What you will do ::
Please print every one of the records below word for word, with each line unchanged.

------------------------------------------------

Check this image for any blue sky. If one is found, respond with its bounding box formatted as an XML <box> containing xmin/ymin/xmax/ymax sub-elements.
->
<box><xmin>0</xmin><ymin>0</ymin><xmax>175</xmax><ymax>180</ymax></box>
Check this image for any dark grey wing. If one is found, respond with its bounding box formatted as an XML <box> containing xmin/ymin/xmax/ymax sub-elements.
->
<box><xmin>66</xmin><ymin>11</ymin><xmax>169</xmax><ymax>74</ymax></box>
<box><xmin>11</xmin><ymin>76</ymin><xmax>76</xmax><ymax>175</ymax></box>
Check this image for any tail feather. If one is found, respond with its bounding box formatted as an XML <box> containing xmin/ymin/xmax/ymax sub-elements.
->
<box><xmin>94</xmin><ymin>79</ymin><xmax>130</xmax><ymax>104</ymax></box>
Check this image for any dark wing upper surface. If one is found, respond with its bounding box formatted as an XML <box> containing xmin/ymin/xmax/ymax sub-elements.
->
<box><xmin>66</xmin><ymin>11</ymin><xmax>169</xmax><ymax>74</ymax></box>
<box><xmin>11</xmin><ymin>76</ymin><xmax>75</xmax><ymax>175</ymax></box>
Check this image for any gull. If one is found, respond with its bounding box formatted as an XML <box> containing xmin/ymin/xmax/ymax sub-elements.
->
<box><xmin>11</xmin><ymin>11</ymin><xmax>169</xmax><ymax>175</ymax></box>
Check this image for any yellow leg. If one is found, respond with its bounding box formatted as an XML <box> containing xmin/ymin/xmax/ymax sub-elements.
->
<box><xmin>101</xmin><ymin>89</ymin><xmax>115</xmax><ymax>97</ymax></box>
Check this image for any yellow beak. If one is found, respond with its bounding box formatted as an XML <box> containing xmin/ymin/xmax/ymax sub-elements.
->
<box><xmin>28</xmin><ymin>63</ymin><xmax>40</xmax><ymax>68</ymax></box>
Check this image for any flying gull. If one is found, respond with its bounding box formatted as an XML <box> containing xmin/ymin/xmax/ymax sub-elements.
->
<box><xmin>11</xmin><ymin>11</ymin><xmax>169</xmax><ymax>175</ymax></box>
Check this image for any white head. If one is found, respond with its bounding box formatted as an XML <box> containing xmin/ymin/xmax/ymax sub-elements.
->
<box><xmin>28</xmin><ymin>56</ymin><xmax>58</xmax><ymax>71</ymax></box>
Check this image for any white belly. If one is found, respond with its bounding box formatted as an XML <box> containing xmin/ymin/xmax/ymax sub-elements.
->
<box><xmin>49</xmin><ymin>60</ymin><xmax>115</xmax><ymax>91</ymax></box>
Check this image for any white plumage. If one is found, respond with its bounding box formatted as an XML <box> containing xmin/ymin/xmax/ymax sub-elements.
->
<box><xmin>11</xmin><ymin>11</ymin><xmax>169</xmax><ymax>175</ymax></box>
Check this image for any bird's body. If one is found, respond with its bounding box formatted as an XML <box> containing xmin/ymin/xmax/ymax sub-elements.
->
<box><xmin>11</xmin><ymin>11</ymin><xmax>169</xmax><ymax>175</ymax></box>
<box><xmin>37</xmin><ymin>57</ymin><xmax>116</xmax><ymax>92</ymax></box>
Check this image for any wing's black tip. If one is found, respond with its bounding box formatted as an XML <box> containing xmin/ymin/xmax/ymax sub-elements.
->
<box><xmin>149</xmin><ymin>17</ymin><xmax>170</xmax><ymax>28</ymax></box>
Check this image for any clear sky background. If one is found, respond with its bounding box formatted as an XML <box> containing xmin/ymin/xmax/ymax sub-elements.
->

------------------------------------------------

Output below ::
Check this image for any blue sky. If one is found, respond with its bounding box formatted as an XML <box> containing xmin/ymin/xmax/ymax sub-elements.
->
<box><xmin>0</xmin><ymin>0</ymin><xmax>175</xmax><ymax>180</ymax></box>
Check this image for any dark grey wing. If one is found, respond with its bounding box formatted as an XML <box> containing xmin/ymin/xmax/ymax sub-elements.
->
<box><xmin>66</xmin><ymin>11</ymin><xmax>169</xmax><ymax>74</ymax></box>
<box><xmin>11</xmin><ymin>76</ymin><xmax>76</xmax><ymax>175</ymax></box>
Check this image for any tail feather. If one is found, respond with its bounding box formatted as an XML <box> containing xmin/ymin/xmax/ymax sub-elements.
->
<box><xmin>94</xmin><ymin>79</ymin><xmax>130</xmax><ymax>104</ymax></box>
Check this image for any dark wing upper surface. If one is found, respond with its bounding box formatted as an XML <box> containing xmin/ymin/xmax/ymax sub-elements.
->
<box><xmin>66</xmin><ymin>11</ymin><xmax>169</xmax><ymax>74</ymax></box>
<box><xmin>11</xmin><ymin>76</ymin><xmax>75</xmax><ymax>175</ymax></box>
Check this image for any gull. If one is found, respond with its bounding box formatted as an XML <box> containing xmin/ymin/xmax/ymax sub-elements.
->
<box><xmin>11</xmin><ymin>11</ymin><xmax>169</xmax><ymax>175</ymax></box>
Check this image for any yellow leg. If one is found, respond with its bounding box formatted as an XML <box> containing xmin/ymin/xmax/ymax sub-elements.
->
<box><xmin>101</xmin><ymin>89</ymin><xmax>115</xmax><ymax>97</ymax></box>
Check this image for any yellow beak. If one is found, respond with its bounding box formatted as an XML <box> containing xmin/ymin/xmax/ymax sub-elements.
->
<box><xmin>28</xmin><ymin>63</ymin><xmax>40</xmax><ymax>68</ymax></box>
Check this image for any flying gull. If one is found, respond with its bounding box formatted as an XML <box> containing xmin/ymin/xmax/ymax sub-elements.
->
<box><xmin>11</xmin><ymin>11</ymin><xmax>169</xmax><ymax>175</ymax></box>
Check this image for any white head. If one is found, respond with its bounding box formatted as an XML <box> containing xmin/ymin/xmax/ymax sub-elements.
->
<box><xmin>28</xmin><ymin>56</ymin><xmax>58</xmax><ymax>71</ymax></box>
Check this image for any white belly. If one is found, respond with its bounding box formatted as an XML <box> containing xmin/ymin/xmax/ymax sub-elements.
->
<box><xmin>49</xmin><ymin>60</ymin><xmax>115</xmax><ymax>91</ymax></box>
Check this image for any white plumage. If one is found, respond with its bounding box formatted as an XML <box> containing xmin/ymin/xmax/ymax sub-elements.
->
<box><xmin>11</xmin><ymin>11</ymin><xmax>169</xmax><ymax>175</ymax></box>
Check this image for any bird's body. If one is found, respond with its bounding box formatted as an XML <box> containing xmin/ymin/xmax/ymax sub-elements.
->
<box><xmin>11</xmin><ymin>11</ymin><xmax>169</xmax><ymax>175</ymax></box>
<box><xmin>37</xmin><ymin>57</ymin><xmax>116</xmax><ymax>92</ymax></box>
Check this image for any wing's black tip. If one is found, respond with its bounding box formatted as an XML <box> containing xmin/ymin/xmax/ymax sub-elements.
->
<box><xmin>149</xmin><ymin>17</ymin><xmax>170</xmax><ymax>28</ymax></box>
Check this image for any clear sky background. If one is found, respond with its bounding box formatted as an XML <box> containing xmin/ymin/xmax/ymax sub-elements.
->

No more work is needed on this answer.